_Task objective_
Rewrite the rows below with every "photo" changed to "image" and everything else kept the same. Leave the pictures out of your version.

%%

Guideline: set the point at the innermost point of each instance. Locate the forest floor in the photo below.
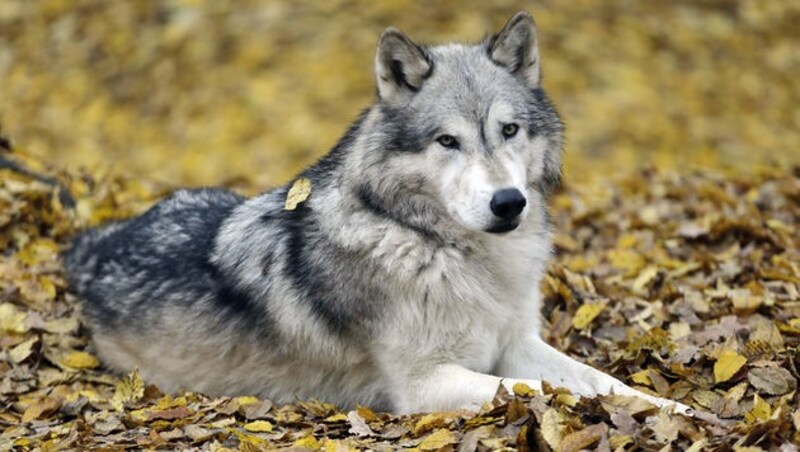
(681, 281)
(686, 286)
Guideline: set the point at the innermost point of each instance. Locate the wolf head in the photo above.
(461, 134)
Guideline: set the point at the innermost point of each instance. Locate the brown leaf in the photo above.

%%

_Exercise response_
Guideline: set the point at the innermost point of each instance. Locate the forest floor in the image below.
(681, 281)
(686, 286)
Guideline: set the point at the innermost point of each instance. Locate the wolf head in the image above.
(461, 134)
Guideline: set the point at the innermost point of each instance. Locate the brown leaf in the image above.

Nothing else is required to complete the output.